What to work on: Go to the line containing "the broken window" in the records below and print it and every following line exactly, on through the line containing "Target: wooden post", then stop.

----

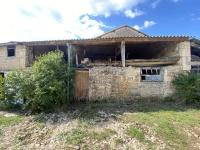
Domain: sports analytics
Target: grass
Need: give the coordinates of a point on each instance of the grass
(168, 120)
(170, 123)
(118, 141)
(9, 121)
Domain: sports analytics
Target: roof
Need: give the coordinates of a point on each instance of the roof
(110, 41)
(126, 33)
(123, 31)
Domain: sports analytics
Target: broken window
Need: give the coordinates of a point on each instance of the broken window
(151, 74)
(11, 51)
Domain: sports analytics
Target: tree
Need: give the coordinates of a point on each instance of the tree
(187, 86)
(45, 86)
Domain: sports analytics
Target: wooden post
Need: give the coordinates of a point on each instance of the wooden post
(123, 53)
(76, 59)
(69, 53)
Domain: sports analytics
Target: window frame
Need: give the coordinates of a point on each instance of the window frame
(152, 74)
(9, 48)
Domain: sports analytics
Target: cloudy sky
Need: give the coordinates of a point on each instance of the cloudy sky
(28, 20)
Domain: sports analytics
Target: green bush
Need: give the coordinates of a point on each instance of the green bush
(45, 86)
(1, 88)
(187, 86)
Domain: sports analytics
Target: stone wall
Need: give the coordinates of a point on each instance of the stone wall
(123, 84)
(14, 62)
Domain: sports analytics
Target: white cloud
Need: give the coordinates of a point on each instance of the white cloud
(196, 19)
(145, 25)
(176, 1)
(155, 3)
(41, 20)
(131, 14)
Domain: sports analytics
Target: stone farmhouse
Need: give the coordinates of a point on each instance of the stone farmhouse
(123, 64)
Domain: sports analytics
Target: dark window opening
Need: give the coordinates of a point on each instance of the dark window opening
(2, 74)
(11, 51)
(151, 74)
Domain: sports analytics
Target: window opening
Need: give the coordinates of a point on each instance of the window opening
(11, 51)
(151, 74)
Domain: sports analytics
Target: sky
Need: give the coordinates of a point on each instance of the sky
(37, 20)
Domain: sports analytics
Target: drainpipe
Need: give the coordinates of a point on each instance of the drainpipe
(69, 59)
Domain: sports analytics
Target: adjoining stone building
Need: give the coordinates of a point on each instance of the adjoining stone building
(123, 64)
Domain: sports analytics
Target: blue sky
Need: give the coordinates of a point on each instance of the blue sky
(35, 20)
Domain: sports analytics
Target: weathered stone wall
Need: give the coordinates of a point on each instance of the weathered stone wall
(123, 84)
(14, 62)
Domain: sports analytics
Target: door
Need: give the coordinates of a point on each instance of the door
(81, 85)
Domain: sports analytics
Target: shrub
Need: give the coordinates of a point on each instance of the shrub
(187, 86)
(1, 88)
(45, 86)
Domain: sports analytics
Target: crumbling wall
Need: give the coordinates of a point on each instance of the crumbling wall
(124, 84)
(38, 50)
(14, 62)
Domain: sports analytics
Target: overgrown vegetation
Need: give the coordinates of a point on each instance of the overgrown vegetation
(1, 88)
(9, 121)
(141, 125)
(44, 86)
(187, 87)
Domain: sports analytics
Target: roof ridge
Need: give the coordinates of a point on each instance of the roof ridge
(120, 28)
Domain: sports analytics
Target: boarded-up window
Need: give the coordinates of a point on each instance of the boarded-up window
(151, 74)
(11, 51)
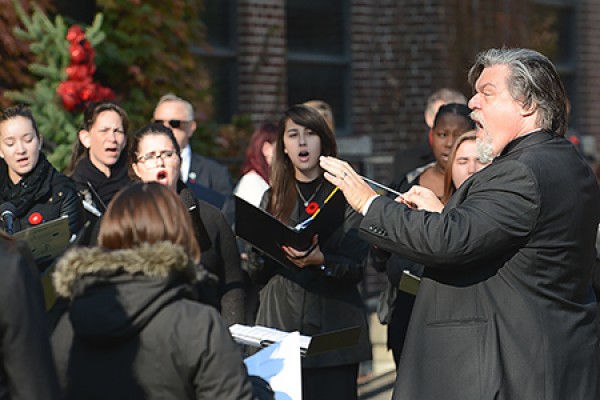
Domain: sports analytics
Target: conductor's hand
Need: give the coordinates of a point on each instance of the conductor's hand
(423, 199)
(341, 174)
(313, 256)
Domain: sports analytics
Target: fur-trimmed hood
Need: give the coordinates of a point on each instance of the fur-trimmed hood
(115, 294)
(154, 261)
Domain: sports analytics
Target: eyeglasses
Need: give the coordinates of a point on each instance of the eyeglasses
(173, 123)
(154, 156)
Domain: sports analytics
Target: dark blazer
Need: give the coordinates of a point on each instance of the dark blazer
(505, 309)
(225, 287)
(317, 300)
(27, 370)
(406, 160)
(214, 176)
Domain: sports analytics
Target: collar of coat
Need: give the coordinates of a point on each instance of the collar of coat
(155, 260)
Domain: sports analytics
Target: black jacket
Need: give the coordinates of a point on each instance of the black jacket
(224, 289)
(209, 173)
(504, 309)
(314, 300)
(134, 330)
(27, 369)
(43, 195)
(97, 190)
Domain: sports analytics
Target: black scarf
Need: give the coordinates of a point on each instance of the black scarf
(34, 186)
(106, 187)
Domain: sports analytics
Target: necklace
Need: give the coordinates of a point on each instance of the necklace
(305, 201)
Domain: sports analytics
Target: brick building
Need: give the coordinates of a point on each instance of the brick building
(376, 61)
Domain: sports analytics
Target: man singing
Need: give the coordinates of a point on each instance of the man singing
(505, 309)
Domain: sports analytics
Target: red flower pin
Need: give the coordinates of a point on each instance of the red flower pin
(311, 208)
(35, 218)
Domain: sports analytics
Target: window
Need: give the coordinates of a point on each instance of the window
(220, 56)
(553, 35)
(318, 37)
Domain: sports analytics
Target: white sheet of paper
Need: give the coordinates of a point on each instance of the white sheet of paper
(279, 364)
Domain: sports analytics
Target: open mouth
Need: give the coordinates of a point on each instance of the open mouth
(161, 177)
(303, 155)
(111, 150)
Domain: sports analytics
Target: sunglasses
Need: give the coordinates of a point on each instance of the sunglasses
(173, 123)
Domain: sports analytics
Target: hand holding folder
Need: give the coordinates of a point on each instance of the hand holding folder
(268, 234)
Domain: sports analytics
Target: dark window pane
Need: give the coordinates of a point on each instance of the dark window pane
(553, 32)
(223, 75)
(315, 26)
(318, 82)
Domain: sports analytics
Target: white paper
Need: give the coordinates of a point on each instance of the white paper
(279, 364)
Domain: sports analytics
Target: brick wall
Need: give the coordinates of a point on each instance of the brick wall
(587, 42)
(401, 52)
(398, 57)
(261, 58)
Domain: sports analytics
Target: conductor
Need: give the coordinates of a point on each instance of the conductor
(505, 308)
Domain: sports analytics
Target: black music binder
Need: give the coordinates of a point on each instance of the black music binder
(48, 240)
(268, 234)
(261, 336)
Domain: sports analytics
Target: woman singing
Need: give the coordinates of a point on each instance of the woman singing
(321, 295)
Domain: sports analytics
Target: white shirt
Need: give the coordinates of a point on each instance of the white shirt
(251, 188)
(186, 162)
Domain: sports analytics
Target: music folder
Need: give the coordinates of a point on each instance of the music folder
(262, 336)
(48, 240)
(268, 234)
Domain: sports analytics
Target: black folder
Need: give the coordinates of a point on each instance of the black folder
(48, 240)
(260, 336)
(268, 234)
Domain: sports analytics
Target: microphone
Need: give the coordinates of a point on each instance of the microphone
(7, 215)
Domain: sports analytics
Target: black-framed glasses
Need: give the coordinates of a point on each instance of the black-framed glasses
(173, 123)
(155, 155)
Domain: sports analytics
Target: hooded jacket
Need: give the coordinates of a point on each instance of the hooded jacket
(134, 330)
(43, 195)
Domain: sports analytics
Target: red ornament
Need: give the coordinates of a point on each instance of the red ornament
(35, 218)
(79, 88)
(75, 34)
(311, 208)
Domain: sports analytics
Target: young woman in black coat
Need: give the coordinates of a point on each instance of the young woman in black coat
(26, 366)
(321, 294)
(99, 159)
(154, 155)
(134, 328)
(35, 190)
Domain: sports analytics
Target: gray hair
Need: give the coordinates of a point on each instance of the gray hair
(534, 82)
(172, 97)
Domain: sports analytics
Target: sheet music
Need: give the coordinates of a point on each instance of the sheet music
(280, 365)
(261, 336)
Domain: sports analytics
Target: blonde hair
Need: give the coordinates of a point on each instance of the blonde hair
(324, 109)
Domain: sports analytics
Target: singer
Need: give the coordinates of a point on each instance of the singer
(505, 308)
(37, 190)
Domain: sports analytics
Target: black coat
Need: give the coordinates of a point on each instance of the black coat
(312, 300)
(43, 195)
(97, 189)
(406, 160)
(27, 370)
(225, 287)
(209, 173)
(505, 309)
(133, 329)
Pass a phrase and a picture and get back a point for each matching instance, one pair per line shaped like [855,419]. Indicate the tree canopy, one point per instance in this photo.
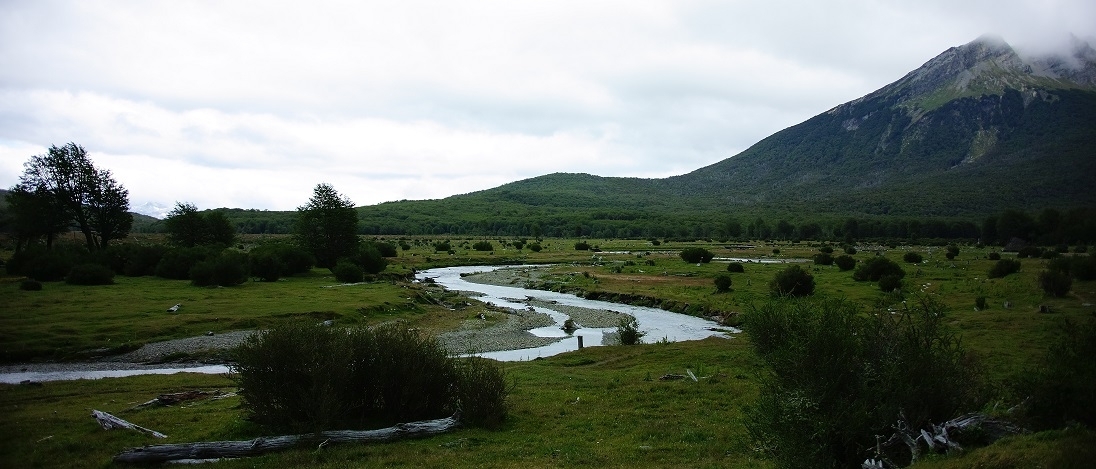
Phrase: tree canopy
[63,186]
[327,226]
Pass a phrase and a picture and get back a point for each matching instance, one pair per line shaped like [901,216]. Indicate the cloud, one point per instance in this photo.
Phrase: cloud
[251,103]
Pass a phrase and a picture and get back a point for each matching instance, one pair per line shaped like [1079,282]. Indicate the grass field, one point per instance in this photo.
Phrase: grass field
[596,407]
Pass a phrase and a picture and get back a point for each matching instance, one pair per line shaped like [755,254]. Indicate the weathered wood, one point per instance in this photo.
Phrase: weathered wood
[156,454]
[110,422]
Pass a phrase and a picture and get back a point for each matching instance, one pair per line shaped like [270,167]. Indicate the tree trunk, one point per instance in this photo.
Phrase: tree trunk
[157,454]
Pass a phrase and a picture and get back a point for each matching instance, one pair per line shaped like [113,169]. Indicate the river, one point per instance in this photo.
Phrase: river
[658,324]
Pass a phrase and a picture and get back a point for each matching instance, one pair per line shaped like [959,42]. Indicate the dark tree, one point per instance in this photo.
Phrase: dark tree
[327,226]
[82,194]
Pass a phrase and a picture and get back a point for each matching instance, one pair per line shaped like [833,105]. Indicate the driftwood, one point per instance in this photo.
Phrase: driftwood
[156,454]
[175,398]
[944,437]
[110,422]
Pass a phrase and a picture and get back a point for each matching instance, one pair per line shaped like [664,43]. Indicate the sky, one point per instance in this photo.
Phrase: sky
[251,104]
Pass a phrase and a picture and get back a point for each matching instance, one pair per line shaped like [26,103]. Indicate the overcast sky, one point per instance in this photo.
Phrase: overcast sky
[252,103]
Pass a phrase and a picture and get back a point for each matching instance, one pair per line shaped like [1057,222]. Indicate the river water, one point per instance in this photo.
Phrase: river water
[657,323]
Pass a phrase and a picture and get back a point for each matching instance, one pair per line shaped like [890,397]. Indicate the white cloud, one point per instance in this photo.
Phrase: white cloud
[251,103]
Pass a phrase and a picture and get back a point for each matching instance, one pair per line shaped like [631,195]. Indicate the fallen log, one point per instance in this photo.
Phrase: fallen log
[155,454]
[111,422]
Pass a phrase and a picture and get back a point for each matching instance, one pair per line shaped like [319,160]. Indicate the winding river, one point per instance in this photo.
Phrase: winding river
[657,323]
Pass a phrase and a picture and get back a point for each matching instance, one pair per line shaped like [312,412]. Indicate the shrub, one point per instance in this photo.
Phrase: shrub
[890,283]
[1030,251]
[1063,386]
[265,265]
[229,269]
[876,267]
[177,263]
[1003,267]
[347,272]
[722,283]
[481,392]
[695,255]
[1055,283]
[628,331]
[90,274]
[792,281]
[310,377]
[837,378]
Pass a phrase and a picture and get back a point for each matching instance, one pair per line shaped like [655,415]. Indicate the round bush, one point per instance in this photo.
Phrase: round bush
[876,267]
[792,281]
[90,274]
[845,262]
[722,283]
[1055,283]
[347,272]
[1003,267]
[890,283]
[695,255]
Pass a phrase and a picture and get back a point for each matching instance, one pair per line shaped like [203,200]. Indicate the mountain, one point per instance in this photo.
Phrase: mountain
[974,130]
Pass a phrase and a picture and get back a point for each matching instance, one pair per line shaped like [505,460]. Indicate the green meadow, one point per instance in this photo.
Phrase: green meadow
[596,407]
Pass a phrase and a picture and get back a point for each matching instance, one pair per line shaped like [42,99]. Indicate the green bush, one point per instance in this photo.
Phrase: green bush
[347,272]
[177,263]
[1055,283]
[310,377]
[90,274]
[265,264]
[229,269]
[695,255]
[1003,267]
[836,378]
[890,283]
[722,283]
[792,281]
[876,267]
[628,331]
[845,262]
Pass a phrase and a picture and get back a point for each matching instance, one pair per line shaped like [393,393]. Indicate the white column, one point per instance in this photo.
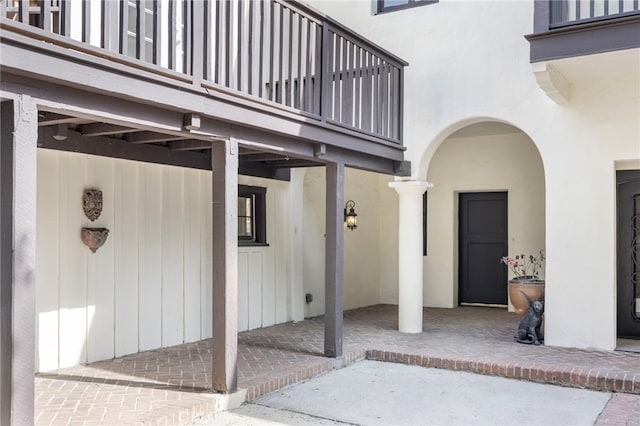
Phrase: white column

----

Output of the task:
Need: give the coordinates of a point on each instance of the broken window
(151, 74)
(11, 51)
Domain: sports analytics
Target: tree
Need: give the coordinates of a point on each instance of the tree
(187, 86)
(45, 86)
Domain: sports analytics
Target: wooden post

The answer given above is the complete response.